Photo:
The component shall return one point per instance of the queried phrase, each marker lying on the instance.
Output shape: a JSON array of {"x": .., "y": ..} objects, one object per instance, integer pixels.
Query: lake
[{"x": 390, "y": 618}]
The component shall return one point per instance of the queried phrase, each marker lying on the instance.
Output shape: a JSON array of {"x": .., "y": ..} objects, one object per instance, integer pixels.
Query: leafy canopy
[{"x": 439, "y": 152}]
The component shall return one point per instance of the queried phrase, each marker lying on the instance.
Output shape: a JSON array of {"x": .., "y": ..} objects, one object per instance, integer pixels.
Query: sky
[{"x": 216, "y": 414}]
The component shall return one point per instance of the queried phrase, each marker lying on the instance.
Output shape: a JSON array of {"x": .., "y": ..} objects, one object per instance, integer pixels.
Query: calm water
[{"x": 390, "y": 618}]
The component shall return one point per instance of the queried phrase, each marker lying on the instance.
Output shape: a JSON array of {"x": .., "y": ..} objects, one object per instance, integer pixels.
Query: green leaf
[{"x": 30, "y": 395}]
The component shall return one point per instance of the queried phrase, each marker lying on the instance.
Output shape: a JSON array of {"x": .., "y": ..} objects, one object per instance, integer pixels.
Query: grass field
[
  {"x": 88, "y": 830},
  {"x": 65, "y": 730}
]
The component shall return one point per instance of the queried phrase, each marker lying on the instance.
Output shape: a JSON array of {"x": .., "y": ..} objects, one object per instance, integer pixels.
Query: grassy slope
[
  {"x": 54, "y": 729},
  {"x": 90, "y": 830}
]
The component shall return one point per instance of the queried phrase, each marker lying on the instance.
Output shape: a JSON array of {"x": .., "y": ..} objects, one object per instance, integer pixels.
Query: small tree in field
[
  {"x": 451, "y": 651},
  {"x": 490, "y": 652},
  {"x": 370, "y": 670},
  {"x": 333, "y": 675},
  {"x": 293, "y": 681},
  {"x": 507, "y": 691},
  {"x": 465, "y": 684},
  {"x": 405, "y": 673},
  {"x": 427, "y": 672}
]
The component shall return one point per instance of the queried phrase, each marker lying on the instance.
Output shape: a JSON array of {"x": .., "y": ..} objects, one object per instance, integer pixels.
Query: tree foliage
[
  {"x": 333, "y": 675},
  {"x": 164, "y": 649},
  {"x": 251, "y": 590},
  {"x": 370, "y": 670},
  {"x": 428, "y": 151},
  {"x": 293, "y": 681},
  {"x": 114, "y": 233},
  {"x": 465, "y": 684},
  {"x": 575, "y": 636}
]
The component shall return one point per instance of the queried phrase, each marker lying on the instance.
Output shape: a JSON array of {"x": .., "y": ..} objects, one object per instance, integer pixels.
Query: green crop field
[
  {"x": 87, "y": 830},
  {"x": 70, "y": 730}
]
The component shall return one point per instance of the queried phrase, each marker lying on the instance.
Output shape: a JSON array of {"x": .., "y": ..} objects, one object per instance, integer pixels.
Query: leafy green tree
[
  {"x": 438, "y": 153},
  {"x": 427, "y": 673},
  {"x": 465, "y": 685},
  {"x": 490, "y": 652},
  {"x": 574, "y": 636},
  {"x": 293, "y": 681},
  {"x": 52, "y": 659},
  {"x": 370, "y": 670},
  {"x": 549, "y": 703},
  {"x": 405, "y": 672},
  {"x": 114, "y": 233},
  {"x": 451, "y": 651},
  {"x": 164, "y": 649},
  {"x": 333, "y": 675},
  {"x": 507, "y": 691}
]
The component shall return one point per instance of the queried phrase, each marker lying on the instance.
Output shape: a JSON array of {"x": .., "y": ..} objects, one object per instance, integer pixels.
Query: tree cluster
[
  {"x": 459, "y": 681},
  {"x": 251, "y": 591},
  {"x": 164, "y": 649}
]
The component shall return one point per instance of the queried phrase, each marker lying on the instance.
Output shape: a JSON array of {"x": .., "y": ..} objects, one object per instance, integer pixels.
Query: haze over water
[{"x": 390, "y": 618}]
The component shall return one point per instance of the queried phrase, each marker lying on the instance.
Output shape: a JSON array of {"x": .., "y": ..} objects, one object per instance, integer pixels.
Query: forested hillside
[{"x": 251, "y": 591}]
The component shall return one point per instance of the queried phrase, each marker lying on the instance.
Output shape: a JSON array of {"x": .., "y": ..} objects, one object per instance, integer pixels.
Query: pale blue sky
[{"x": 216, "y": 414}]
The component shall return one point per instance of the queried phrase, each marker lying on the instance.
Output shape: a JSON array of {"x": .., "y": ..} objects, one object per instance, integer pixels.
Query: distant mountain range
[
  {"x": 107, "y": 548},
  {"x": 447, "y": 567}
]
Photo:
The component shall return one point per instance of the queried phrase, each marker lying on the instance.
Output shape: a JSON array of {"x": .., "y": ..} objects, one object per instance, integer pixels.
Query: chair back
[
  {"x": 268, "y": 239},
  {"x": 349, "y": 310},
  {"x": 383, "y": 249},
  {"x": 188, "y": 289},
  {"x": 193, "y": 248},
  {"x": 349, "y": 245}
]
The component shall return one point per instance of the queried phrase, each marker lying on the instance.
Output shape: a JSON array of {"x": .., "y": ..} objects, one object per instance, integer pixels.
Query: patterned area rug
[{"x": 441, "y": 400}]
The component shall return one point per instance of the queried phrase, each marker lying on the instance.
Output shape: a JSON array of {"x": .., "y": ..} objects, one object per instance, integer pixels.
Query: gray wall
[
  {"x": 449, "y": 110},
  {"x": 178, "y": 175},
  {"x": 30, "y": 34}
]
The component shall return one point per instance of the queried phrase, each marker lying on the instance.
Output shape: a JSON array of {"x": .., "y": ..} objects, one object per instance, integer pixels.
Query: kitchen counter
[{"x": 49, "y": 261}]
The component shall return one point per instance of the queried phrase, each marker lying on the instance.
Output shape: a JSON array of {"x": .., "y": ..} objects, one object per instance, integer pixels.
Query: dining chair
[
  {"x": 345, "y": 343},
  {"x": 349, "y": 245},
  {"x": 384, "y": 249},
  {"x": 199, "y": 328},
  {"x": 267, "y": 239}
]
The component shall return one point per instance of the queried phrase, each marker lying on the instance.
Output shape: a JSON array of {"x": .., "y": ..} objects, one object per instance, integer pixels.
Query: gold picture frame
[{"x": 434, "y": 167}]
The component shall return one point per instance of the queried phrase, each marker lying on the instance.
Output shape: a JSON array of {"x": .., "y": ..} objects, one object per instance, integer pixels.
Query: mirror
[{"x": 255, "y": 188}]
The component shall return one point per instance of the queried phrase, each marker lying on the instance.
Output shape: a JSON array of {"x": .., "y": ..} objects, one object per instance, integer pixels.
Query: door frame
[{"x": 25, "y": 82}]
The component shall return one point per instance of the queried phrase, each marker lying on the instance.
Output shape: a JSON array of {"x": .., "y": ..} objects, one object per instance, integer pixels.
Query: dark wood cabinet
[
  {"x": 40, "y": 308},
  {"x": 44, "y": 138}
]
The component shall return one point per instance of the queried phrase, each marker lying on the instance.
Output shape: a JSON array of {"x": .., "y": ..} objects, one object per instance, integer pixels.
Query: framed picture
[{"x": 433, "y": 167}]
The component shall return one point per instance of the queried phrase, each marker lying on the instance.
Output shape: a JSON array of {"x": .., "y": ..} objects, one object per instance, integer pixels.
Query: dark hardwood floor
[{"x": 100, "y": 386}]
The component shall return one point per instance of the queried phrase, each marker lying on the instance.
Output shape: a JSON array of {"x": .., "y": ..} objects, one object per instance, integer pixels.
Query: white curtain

◆ **What the exercise asks**
Make an exact copy of all the entries above.

◆ **Answer box**
Photo:
The component shall return one point per instance of the queried phrase, each marker lying on the instance.
Output shape: a JSON array of {"x": .., "y": ..} objects, one object per instance, integer pixels.
Query: lake
[{"x": 390, "y": 618}]
The component shall return one point per instance of the queried phrase, each marker lying on the instance.
Output shape: a JSON array of {"x": .., "y": ..} objects, one object per instance, integer pixels.
Query: leafy canopy
[{"x": 439, "y": 152}]
The component shall return one point per instance of the queried phrase, each marker lying on the instance.
Output shape: a JSON array of {"x": .., "y": ..} objects, one object per instance, integer pixels.
Query: sky
[{"x": 216, "y": 414}]
The component shall return one point per instance of the queried phrase, each marker lying on the instance.
Output shape: a JSON array of {"x": .., "y": ..} objects, one object per instance, integer pixels.
Query: calm water
[{"x": 390, "y": 618}]
The component shall return one point per instance of the queried phrase, each marker lying on the instance.
Output shape: a JSON array of {"x": .., "y": ..} objects, one object per instance, integer pixels.
Query: green leaf
[{"x": 30, "y": 395}]
The component shall return one point per instance of the queried phrase, each marker lying on the instance.
Output shape: a JSON array of {"x": .., "y": ..} objects, one object per instance, integer pixels.
Query: grass field
[
  {"x": 88, "y": 830},
  {"x": 65, "y": 730}
]
The component shall return one point per instance of the queried phrase, each marker lying on the instance.
Output shape: a JSON array of {"x": .., "y": ..} objects, one object per instance, integer pixels.
Query: grassy slope
[
  {"x": 54, "y": 729},
  {"x": 90, "y": 830}
]
The component shall return one point per instance of the queried phrase, each marker lying on the instance.
Output shape: a JSON array of {"x": .., "y": ..} objects, one object per instance, integer pixels.
Query: small tree in field
[
  {"x": 451, "y": 651},
  {"x": 490, "y": 652},
  {"x": 370, "y": 670},
  {"x": 333, "y": 675},
  {"x": 293, "y": 681},
  {"x": 507, "y": 691},
  {"x": 465, "y": 684},
  {"x": 405, "y": 673},
  {"x": 427, "y": 672}
]
The component shall return one point per instance of the queried phrase, each marker lying on the instance.
Output shape: a JSON array of {"x": .., "y": ..} objects, one object per instance, integer pixels.
Query: tree foliage
[
  {"x": 333, "y": 675},
  {"x": 164, "y": 649},
  {"x": 251, "y": 590},
  {"x": 370, "y": 670},
  {"x": 428, "y": 151},
  {"x": 293, "y": 681},
  {"x": 114, "y": 233},
  {"x": 465, "y": 684},
  {"x": 575, "y": 636}
]
The component shall return one point per instance of the queried phrase, each marker lying on the instance.
Output shape: a JSON array of {"x": .., "y": ..} objects, one object per instance, integer pixels.
Query: green crop field
[
  {"x": 87, "y": 830},
  {"x": 70, "y": 730}
]
The component shall return one point per instance of the queried phrase, each marker lying on the instance.
Output shape: a JSON array of {"x": .., "y": ..} objects, one object per instance, integer pixels.
Query: leafy green tree
[
  {"x": 438, "y": 153},
  {"x": 427, "y": 673},
  {"x": 465, "y": 685},
  {"x": 490, "y": 652},
  {"x": 574, "y": 636},
  {"x": 293, "y": 681},
  {"x": 52, "y": 659},
  {"x": 370, "y": 670},
  {"x": 549, "y": 703},
  {"x": 405, "y": 672},
  {"x": 114, "y": 233},
  {"x": 451, "y": 651},
  {"x": 164, "y": 649},
  {"x": 333, "y": 675},
  {"x": 507, "y": 691}
]
The component shall return one point per instance of the queried phrase, each marker lying on the instance.
Output shape: a JSON array of {"x": .., "y": ..} objects, one object per instance, integer pixels.
Query: tree cluster
[
  {"x": 459, "y": 681},
  {"x": 251, "y": 591},
  {"x": 164, "y": 649}
]
The component shall return one point per instance of the queried phrase, each marker lying on the instance.
Output shape: a JSON array of {"x": .., "y": ..} objects, one object per instance, integer pixels.
Query: haze over water
[{"x": 390, "y": 618}]
The component shall return one point per instance of the queried phrase, each marker lying on the instance.
Output shape: a JSON array of {"x": .., "y": ..} objects, one object per instance, integer pixels.
Query: forested hillside
[{"x": 251, "y": 591}]
The component shall return one point per instance of the queried phrase, each marker lying on the instance.
Output shape: a JSON array of {"x": .., "y": ..} objects, one object per instance, integer pixels.
Query: pale blue sky
[{"x": 216, "y": 414}]
The component shall return one point per instance of the queried phrase, each marker lying on the instance.
Output shape: a JSON array of {"x": .., "y": ..} objects, one object per instance, integer pixels.
Query: distant mountain range
[
  {"x": 107, "y": 548},
  {"x": 447, "y": 567}
]
Photo:
The component shall return one point per instance of the queried phrase, each marker lying on the instance.
Output shape: a JSON array of {"x": .., "y": ..} objects, one object per instance, integer pixels.
Query: chair back
[
  {"x": 268, "y": 239},
  {"x": 349, "y": 310},
  {"x": 383, "y": 249},
  {"x": 188, "y": 289},
  {"x": 193, "y": 248},
  {"x": 349, "y": 245}
]
The component shall return one point per instance of the queried phrase, each marker lying on the instance.
Output shape: a JSON array of {"x": .., "y": ..} objects, one object per instance, integer pixels.
Query: patterned area rug
[{"x": 441, "y": 400}]
The component shall return one point per instance of the queried phrase, each marker lying on the instance.
Output shape: a JSON array of {"x": .., "y": ..} objects, one object per instance, integer pixels.
Query: gray wall
[
  {"x": 449, "y": 110},
  {"x": 178, "y": 175},
  {"x": 30, "y": 34}
]
The component shall return one point per instance of the queried phrase, each marker lying on the instance.
Output shape: a JSON array of {"x": .., "y": ..} objects, one object per instance, integer pixels.
Query: kitchen counter
[{"x": 49, "y": 261}]
The component shall return one point per instance of the queried phrase, each marker lying on the instance.
Output shape: a JSON array of {"x": .., "y": ..} objects, one object per instance, integer pixels.
Query: dining chair
[
  {"x": 345, "y": 343},
  {"x": 349, "y": 245},
  {"x": 384, "y": 249},
  {"x": 199, "y": 328},
  {"x": 267, "y": 239}
]
The component shall return one point per instance of the queried phrase, each marker lying on the instance.
Output shape: a JSON array of {"x": .., "y": ..} objects, one object per instance, integer pixels.
Query: gold picture frame
[{"x": 434, "y": 167}]
The component shall return one point per instance of the queried phrase, each marker lying on the instance.
Output shape: a JSON array of {"x": .., "y": ..} objects, one object per instance, integer pixels.
Query: mirror
[{"x": 255, "y": 188}]
The component shall return one point per instance of the queried phrase, each marker lying on the instance.
Output shape: a JSON array of {"x": .., "y": ..} objects, one object per instance, integer pixels.
Query: door frame
[{"x": 25, "y": 82}]
The component shall return one point per instance of the queried phrase, each marker lying on the instance.
Output shape: a JSON array of {"x": .., "y": ..} objects, one object per instance, integer pixels.
Query: dark wood cabinet
[
  {"x": 40, "y": 308},
  {"x": 44, "y": 138}
]
The component shall return one point per instance of the queried phrase, each marker lying on the instance.
Output shape: a JSON array of {"x": .., "y": ..} objects, one object per instance, integer pixels.
Query: framed picture
[{"x": 433, "y": 167}]
The component shall return one point per instance of the queried phrase, each marker lying on the instance.
Output shape: a JSON array of {"x": .., "y": ..} objects, one object per instance, integer pixels.
Query: dark hardwood floor
[{"x": 100, "y": 386}]
The component shall return one point per instance of the queried phrase, each marker lying on the instance.
Output shape: a JSON array of {"x": .., "y": ..} objects, one object per instance, integer pixels.
Query: white curtain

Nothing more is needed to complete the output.